Collected data:
Segment Open

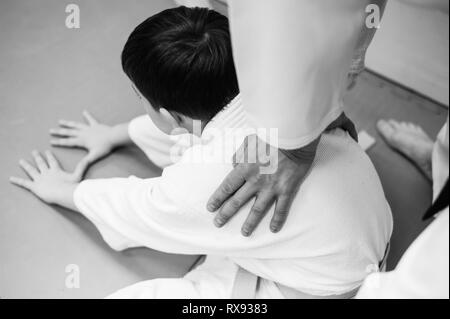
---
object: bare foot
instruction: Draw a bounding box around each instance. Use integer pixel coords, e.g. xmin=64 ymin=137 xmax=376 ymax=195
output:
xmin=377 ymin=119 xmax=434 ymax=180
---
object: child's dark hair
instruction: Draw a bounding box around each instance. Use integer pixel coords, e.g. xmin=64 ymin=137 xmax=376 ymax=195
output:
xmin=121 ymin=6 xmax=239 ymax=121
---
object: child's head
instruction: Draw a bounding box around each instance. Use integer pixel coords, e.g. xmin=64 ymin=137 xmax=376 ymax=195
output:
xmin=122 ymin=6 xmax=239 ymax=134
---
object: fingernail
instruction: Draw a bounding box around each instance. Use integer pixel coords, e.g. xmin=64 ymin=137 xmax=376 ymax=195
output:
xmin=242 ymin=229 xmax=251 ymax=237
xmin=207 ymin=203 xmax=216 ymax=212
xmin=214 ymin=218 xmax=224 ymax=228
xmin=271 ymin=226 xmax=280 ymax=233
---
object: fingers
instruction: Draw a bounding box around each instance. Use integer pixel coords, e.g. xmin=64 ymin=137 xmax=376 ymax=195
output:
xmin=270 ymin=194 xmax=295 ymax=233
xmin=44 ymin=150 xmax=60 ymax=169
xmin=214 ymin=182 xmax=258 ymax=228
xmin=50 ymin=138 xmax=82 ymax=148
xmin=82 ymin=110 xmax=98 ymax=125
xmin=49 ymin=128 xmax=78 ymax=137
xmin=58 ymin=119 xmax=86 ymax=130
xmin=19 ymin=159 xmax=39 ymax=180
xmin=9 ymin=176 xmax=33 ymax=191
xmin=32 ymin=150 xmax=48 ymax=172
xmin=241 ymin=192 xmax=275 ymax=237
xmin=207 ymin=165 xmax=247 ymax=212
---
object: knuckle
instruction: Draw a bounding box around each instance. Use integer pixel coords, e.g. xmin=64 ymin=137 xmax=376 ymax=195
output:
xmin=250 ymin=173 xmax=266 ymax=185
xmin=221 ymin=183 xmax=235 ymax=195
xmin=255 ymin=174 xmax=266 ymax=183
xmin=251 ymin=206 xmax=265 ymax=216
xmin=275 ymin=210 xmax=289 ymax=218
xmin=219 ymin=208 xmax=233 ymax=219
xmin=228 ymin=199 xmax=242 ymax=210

Segment Closed
Segment Open

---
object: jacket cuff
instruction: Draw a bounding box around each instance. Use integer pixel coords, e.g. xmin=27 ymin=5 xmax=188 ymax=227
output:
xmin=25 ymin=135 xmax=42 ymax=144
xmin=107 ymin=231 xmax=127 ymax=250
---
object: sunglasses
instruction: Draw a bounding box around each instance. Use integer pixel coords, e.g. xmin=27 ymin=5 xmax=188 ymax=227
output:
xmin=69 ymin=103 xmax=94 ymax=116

Segment Closed
Segment Open

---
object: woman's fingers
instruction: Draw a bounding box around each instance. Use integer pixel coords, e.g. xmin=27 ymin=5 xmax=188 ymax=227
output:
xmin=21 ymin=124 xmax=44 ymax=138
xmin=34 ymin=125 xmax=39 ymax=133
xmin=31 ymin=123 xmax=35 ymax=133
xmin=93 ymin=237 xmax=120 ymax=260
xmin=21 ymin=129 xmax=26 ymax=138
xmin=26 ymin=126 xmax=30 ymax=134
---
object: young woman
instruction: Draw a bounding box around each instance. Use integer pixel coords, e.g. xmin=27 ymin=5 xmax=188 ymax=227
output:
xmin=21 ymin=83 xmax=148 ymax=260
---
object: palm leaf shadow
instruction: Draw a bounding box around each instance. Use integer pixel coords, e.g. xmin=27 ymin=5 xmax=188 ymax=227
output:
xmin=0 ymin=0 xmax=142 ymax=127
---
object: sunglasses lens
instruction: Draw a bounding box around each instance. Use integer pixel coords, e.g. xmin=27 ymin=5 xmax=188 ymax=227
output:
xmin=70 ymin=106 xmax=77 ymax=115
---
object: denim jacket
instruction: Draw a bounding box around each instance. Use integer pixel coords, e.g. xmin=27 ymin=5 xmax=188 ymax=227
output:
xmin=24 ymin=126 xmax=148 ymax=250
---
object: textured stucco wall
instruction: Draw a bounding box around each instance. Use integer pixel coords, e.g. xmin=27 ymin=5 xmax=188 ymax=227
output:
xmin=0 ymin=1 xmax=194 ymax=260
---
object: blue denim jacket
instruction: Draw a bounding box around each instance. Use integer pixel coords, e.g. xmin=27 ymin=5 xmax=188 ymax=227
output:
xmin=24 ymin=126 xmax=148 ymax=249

Segment Closed

### What is being asked
All lines with the word "jacket" must be located in the data and copied.

### Response area
object: jacket cuff
object: denim jacket
object: blue denim jacket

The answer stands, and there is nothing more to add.